→ What this task involves
Pick out every line in the listing below that contains the word "screen" and copy each of those lines.

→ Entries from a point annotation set

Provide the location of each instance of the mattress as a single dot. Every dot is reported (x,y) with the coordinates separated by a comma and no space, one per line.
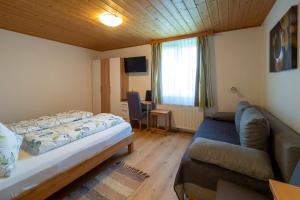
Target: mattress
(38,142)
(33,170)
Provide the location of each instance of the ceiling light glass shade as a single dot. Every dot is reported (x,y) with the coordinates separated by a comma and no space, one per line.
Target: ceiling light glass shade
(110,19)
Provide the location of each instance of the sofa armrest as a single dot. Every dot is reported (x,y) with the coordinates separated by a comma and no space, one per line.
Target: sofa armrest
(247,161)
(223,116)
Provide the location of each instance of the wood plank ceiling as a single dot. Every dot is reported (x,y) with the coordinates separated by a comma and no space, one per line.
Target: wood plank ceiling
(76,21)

...

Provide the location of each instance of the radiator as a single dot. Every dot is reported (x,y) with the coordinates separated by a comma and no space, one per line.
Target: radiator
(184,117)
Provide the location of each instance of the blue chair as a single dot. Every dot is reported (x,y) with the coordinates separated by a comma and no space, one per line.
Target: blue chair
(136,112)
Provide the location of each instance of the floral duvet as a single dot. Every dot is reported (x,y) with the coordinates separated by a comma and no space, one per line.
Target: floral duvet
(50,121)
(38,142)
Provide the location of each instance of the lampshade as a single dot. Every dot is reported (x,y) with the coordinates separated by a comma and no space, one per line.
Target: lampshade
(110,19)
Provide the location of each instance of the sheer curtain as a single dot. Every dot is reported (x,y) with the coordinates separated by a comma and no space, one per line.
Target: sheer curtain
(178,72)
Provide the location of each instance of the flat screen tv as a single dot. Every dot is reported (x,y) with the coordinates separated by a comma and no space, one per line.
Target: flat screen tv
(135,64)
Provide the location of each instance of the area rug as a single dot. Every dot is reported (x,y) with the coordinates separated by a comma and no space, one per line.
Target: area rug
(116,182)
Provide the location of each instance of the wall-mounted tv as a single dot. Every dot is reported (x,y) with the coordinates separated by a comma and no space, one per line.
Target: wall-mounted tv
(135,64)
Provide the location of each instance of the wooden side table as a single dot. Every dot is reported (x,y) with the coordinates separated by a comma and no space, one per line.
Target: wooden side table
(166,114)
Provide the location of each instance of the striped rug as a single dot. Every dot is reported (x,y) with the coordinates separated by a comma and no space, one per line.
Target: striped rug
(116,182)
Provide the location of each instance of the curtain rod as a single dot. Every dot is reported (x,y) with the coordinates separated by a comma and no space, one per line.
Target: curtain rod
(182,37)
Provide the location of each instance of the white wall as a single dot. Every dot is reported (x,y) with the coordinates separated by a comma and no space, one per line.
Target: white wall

==

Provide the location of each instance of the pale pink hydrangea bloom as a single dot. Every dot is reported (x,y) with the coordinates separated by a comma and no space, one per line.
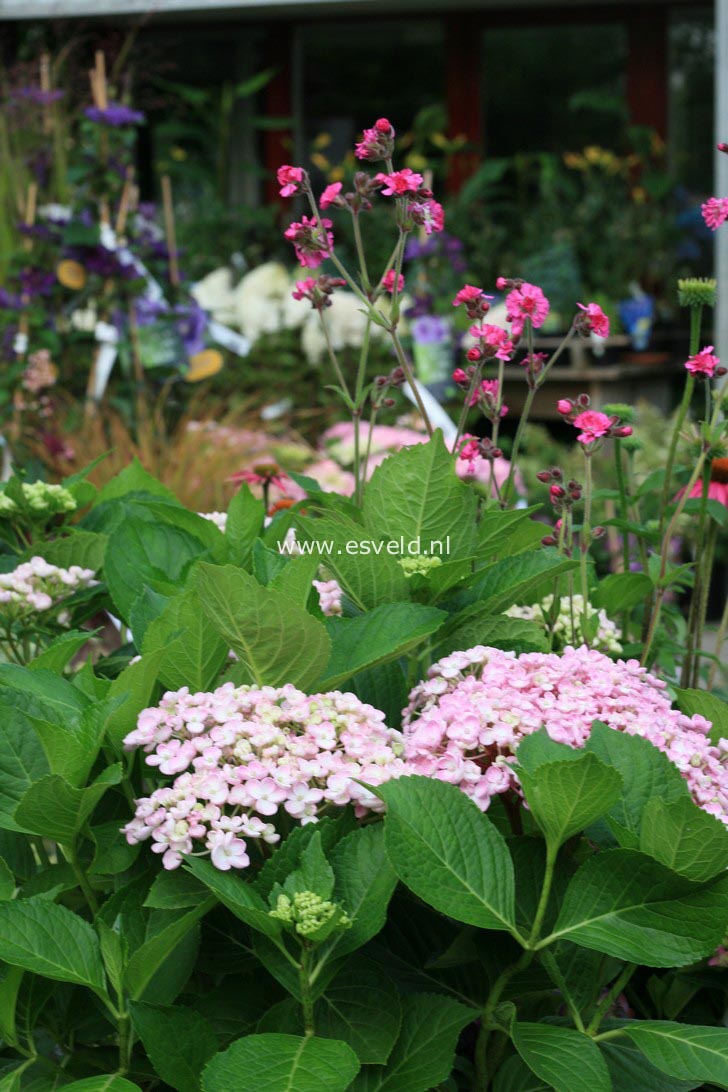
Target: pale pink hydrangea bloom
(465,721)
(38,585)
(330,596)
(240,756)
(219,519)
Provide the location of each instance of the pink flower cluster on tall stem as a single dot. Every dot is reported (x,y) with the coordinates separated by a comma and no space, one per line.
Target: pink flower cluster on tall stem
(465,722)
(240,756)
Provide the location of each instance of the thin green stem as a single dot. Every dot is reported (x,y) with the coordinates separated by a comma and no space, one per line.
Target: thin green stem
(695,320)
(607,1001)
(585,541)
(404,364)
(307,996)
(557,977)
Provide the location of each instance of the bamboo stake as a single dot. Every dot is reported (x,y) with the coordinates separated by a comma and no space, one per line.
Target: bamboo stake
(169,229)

→ Completed exercise
Provide the location of each instance of the flat screen tv as a single dot. Every dot is reported (x,y) with the coordinates separated by a comma and no space, one per line.
Target: flat screen tv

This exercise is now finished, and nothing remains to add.